▸ **What is required**
Filter the listing for lines containing "below".

▸ **Material provided**
________________________

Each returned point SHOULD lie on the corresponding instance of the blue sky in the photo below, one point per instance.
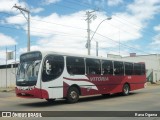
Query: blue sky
(59, 25)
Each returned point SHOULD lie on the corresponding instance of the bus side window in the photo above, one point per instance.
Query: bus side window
(118, 68)
(107, 67)
(75, 65)
(93, 66)
(53, 67)
(128, 68)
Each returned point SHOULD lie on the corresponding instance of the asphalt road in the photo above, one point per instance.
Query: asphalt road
(147, 99)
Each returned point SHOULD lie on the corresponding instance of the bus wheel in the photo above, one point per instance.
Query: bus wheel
(50, 100)
(126, 89)
(73, 95)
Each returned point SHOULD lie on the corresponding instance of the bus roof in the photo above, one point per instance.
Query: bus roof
(44, 53)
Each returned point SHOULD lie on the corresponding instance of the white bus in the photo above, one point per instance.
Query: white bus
(52, 75)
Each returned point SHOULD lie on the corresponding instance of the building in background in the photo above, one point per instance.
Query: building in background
(152, 62)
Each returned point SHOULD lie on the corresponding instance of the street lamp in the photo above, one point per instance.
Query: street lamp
(88, 45)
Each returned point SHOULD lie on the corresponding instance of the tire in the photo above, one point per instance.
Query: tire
(50, 100)
(125, 90)
(72, 95)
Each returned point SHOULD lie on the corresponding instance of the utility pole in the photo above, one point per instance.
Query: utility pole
(89, 17)
(96, 48)
(22, 10)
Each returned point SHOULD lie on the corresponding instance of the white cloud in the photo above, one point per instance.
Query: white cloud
(36, 10)
(17, 19)
(47, 2)
(6, 40)
(157, 28)
(56, 34)
(144, 9)
(114, 2)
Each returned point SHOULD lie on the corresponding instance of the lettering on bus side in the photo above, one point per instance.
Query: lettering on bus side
(98, 79)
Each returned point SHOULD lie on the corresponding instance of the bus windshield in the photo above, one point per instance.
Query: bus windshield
(28, 69)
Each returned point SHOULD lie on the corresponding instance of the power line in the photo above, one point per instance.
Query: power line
(48, 22)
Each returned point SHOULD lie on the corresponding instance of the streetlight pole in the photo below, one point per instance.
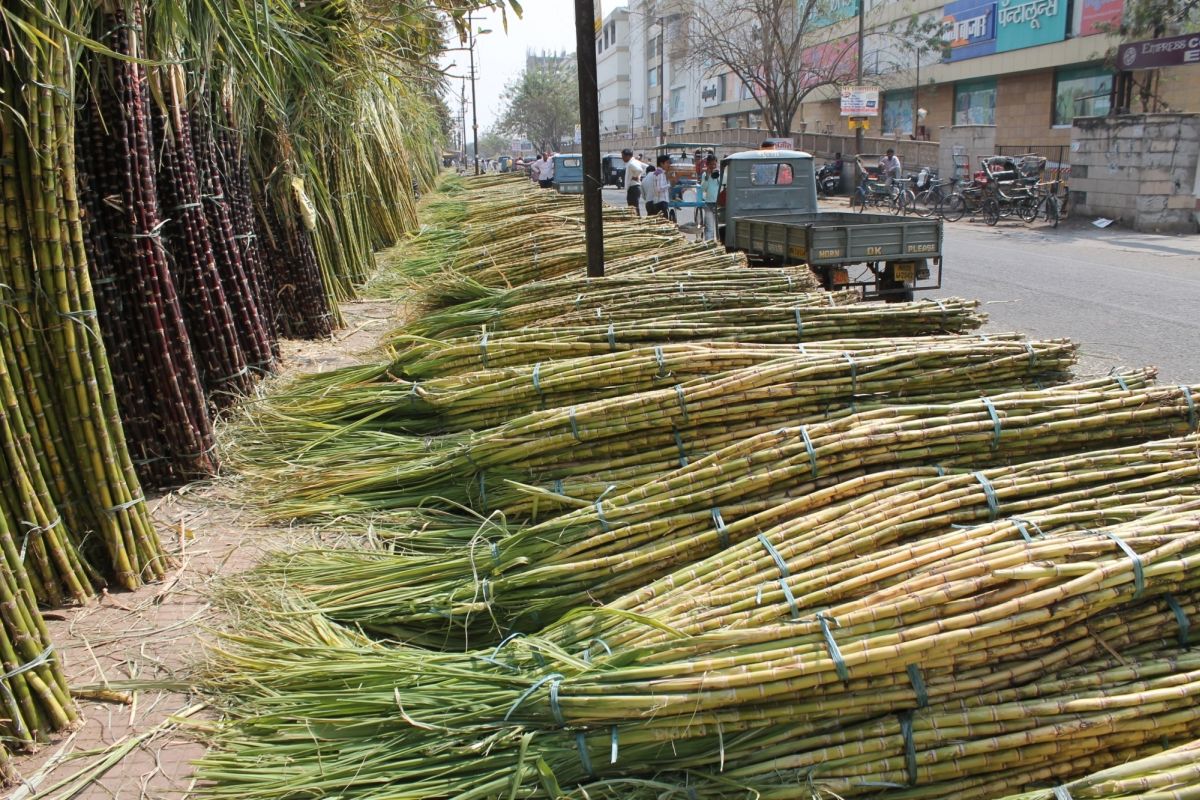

________________________

▸ **Solution to the problem**
Each returned point SHOULD lie on the corresponding instance of the blue sky in the photo below, one point per instance.
Each returned point SHOULD lie on the corresponding instance of the streetlight pole in the photo below, one point per instance.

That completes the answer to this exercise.